### WHAT THE EXERCISE ASKS
Print the full listing exactly.

### DATA FOR THIS TASK
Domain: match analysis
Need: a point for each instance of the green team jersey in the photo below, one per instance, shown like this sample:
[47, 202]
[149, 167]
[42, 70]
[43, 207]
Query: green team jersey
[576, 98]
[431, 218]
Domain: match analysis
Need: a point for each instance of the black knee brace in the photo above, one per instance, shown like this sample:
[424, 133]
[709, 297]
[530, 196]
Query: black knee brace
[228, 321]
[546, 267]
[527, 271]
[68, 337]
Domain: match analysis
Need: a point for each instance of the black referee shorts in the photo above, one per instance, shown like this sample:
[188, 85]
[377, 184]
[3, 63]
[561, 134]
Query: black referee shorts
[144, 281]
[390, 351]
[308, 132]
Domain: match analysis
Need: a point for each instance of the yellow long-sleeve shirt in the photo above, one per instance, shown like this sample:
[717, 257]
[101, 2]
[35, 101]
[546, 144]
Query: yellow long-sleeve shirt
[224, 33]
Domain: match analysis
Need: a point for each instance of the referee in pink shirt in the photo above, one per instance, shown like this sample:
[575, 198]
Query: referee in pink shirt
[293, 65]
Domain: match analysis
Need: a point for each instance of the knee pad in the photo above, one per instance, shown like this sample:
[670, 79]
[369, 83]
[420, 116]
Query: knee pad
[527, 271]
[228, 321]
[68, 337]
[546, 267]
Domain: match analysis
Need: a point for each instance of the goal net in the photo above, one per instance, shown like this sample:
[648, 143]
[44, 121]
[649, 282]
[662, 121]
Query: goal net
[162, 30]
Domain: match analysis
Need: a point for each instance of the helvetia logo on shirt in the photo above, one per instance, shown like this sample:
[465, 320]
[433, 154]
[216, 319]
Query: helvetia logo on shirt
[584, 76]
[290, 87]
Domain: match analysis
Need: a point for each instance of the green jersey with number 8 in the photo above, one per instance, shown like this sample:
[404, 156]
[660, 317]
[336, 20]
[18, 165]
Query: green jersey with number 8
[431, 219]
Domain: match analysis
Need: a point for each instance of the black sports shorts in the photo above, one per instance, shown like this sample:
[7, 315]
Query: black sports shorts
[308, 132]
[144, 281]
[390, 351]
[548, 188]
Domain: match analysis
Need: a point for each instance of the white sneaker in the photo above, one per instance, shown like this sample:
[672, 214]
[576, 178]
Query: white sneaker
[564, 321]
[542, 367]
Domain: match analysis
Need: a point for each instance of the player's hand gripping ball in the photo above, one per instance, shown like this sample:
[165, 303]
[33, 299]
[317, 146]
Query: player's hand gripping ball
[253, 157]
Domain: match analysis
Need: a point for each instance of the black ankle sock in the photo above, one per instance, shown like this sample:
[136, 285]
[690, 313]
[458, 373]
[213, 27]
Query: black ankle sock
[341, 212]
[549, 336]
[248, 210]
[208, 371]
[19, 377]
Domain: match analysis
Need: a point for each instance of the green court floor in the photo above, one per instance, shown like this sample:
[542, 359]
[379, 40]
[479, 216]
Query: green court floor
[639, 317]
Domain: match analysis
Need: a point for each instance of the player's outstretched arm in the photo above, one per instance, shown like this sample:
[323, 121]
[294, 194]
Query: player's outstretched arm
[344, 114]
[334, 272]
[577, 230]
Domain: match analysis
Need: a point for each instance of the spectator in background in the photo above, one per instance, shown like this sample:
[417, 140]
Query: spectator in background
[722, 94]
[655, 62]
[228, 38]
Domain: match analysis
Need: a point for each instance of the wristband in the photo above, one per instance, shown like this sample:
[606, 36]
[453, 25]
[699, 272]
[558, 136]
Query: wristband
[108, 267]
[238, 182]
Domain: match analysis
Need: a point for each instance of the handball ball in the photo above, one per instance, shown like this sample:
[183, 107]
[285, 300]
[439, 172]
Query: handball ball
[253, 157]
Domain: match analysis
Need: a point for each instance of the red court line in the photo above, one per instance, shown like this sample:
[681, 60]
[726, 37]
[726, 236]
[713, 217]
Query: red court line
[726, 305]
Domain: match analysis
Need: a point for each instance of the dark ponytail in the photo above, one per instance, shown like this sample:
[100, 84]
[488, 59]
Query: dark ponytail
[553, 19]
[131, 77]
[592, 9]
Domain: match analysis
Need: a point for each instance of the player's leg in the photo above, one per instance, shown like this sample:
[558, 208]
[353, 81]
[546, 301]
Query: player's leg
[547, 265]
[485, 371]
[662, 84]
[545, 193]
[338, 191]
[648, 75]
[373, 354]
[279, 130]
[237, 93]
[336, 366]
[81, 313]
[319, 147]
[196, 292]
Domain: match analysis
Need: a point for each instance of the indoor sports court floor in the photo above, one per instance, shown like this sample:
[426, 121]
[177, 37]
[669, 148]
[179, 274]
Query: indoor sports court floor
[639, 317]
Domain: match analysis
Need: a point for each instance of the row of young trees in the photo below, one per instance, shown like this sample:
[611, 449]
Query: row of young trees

### ANSWER TO THIS TASK
Domain: match analysis
Need: a point for each instance of the green team jersey in the photo below, one per instance, shown like this sample:
[47, 202]
[149, 167]
[42, 70]
[43, 207]
Query: green team jersey
[576, 98]
[431, 218]
Domain: match analysis
Need: a point for each instance of the black knee brace in the photo above, one per instance, shown like this sample:
[424, 133]
[709, 297]
[530, 196]
Query: black knee brace
[228, 321]
[546, 267]
[527, 271]
[68, 337]
Domain: match analysis
Need: a point for each instance of the black referee shorts in the photo above, one per instance, shown like this sample:
[188, 85]
[377, 184]
[3, 63]
[561, 134]
Query: black referee shorts
[144, 281]
[390, 351]
[308, 132]
Domain: match analysis
Need: a point for each instance of the yellow long-sleeve shirt in the photo above, one per instance, shown like this sample:
[717, 257]
[101, 2]
[35, 101]
[546, 144]
Query: yellow long-sleeve shirt
[224, 33]
Domain: match analysis
Need: a point for each instance of the referee in pink shirt in the photo above, one per instance, shown like this sample:
[575, 198]
Query: referee in pink shirt
[293, 65]
Domain: match analysis
Need: a point for each instance of the knee pad in the photo above, one per instance, shown like this sample:
[670, 79]
[369, 83]
[420, 116]
Query: knee pad
[527, 271]
[228, 321]
[68, 337]
[546, 267]
Domain: match analysis
Need: a point for each instance of the goal net in the photo above, one per instance, shown like this sample:
[648, 143]
[44, 121]
[649, 282]
[662, 121]
Query: goal net
[162, 30]
Domain: match analysis
Need: a point for each instance of the helvetia logo on shirt in the photo above, one per instance, shown like this sample:
[465, 320]
[433, 154]
[216, 319]
Query: helvetia logo on shirt
[584, 76]
[290, 87]
Domain: match analysis
Need: a point for each instance of the green jersey with number 8 in the photo above, one per instance, shown like this sample:
[404, 156]
[660, 317]
[336, 20]
[18, 165]
Query: green jersey with number 8
[431, 219]
Domain: match analysis
Need: a point for each instance of the black sports shorts in the photo above, one per instance, shown like this sample:
[7, 315]
Query: black sports shorts
[308, 132]
[144, 281]
[390, 351]
[548, 188]
Domain: match analysis
Need: a point for each instance of the white sneaker in the photo above, one per instance, shown like this sample:
[672, 214]
[576, 178]
Query: white sneaker
[564, 321]
[542, 367]
Domain: match analysis
Need: a point for each instance of the player's hand gripping ball in the photo above, one per instance, shown like this sample:
[165, 303]
[33, 299]
[317, 146]
Query: player's hand gripping ball
[253, 157]
Domain: match analysis
Need: a point for each instance of the black ankle sock in the photo above, one per instance, shown like this sample:
[136, 285]
[690, 313]
[458, 373]
[213, 27]
Query: black ankle sock
[341, 212]
[549, 336]
[248, 210]
[208, 371]
[19, 377]
Domain: match analysis
Need: a point for each instance of the green court floor in the photo above, one per instance, shown like this sample:
[542, 359]
[379, 40]
[479, 216]
Query: green court floor
[639, 317]
Domain: match analysis
Need: a point for each instance of the player's outstretched arm in the photo above, one per instance, shown like this sample:
[323, 121]
[294, 194]
Query: player's outstretched arm
[344, 114]
[334, 272]
[577, 230]
Domain: match analysis
Need: a point for each instance of the spectator in background in the photo above, one per instance, shown like this sample:
[417, 140]
Query: spectator in background
[722, 94]
[655, 62]
[228, 38]
Domain: match analysis
Need: a point for each instance of the wristband in the photo above, one per instance, shown like this sample:
[606, 36]
[453, 25]
[699, 272]
[558, 136]
Query: wristband
[108, 267]
[238, 182]
Domain: match analysis
Need: a point for each instance of the handball ball in the photo above, one per instance, shown like this sample:
[183, 107]
[285, 300]
[439, 172]
Query: handball ball
[253, 157]
Domain: match analysis
Need: a point for each instance of the red court line in the photo above, one per instance, shown like this sample:
[681, 60]
[726, 37]
[726, 236]
[713, 217]
Query: red court line
[726, 305]
Domain: match analysis
Need: a point for each instance of the dark ponytail in the photo above, one per instance, shown like this sample:
[100, 84]
[488, 59]
Query: dark ponytail
[553, 19]
[131, 77]
[592, 9]
Domain: match analysis
Need: a point for each instance of the player's leg in the photo above, one per instance, shown like this sample:
[558, 208]
[353, 81]
[546, 301]
Query: player's leg
[547, 265]
[485, 371]
[662, 84]
[545, 193]
[338, 191]
[648, 75]
[373, 354]
[279, 130]
[237, 93]
[336, 366]
[81, 313]
[319, 147]
[196, 292]
Domain: match analysis
Need: a point for each instance of the indoor sports court floor in the photo above, one per instance, shown like this sample:
[426, 121]
[177, 37]
[669, 148]
[179, 274]
Query: indoor sports court floor
[639, 317]
Domain: match analysis
Need: a point for each instance of the row of young trees in the photo below, one per instance, shown like this sample:
[611, 449]
Query: row of young trees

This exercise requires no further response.